(Raw listing)
## Start

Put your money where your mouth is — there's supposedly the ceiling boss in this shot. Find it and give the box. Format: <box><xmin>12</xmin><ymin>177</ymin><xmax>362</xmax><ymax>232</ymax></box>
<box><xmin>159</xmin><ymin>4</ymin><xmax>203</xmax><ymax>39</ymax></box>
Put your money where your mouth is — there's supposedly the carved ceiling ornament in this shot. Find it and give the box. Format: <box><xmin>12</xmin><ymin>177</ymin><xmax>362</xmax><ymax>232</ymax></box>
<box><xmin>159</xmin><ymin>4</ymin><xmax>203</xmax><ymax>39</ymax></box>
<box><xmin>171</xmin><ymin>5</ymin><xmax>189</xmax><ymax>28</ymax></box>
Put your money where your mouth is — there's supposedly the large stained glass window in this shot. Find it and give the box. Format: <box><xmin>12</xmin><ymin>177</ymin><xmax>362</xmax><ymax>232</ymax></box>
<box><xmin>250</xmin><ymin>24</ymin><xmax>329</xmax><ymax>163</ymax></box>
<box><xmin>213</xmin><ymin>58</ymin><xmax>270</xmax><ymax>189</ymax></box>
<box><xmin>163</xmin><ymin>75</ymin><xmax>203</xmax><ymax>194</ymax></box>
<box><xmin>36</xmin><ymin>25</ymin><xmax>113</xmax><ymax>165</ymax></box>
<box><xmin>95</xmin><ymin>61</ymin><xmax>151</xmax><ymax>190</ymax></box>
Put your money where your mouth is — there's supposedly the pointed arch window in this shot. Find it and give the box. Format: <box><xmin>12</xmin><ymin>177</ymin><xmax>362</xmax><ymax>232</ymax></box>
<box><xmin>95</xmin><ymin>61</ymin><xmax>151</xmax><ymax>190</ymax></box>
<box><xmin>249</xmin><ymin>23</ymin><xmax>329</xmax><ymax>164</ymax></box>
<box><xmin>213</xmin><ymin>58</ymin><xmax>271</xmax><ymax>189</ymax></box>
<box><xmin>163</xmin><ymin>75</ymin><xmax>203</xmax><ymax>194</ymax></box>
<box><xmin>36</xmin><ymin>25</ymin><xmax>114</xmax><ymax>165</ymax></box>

## End

• _INSTRUCTION_: Reproduce the whole listing, substituting "return the bounding box" for every occurrence of "give the box" and changing nothing else.

• _REPLY TO THE TASK_:
Put your money where your mouth is — there's supposedly the ceiling boss in this shot. Find it and return the bounding box. Format: <box><xmin>12</xmin><ymin>177</ymin><xmax>362</xmax><ymax>232</ymax></box>
<box><xmin>159</xmin><ymin>4</ymin><xmax>203</xmax><ymax>39</ymax></box>
Put your money where your mouth is — there's supposedly the carved ceiling ornament in this shot. Find it and return the bounding box. Format: <box><xmin>12</xmin><ymin>177</ymin><xmax>362</xmax><ymax>232</ymax></box>
<box><xmin>159</xmin><ymin>4</ymin><xmax>203</xmax><ymax>39</ymax></box>
<box><xmin>171</xmin><ymin>5</ymin><xmax>189</xmax><ymax>28</ymax></box>
Put your money where your mouth is — there's supposedly the large stained glass window in this shot. Find it and return the bounding box. Format: <box><xmin>12</xmin><ymin>177</ymin><xmax>362</xmax><ymax>232</ymax></box>
<box><xmin>250</xmin><ymin>24</ymin><xmax>329</xmax><ymax>163</ymax></box>
<box><xmin>213</xmin><ymin>58</ymin><xmax>270</xmax><ymax>189</ymax></box>
<box><xmin>163</xmin><ymin>75</ymin><xmax>203</xmax><ymax>194</ymax></box>
<box><xmin>36</xmin><ymin>25</ymin><xmax>113</xmax><ymax>165</ymax></box>
<box><xmin>95</xmin><ymin>61</ymin><xmax>151</xmax><ymax>190</ymax></box>
Put your money where your mouth is — there's supposedly the pointed arch window in this shot. Find it and return the bounding box. Format: <box><xmin>12</xmin><ymin>177</ymin><xmax>362</xmax><ymax>232</ymax></box>
<box><xmin>95</xmin><ymin>61</ymin><xmax>151</xmax><ymax>190</ymax></box>
<box><xmin>249</xmin><ymin>23</ymin><xmax>329</xmax><ymax>164</ymax></box>
<box><xmin>213</xmin><ymin>58</ymin><xmax>271</xmax><ymax>189</ymax></box>
<box><xmin>163</xmin><ymin>75</ymin><xmax>203</xmax><ymax>194</ymax></box>
<box><xmin>36</xmin><ymin>25</ymin><xmax>114</xmax><ymax>165</ymax></box>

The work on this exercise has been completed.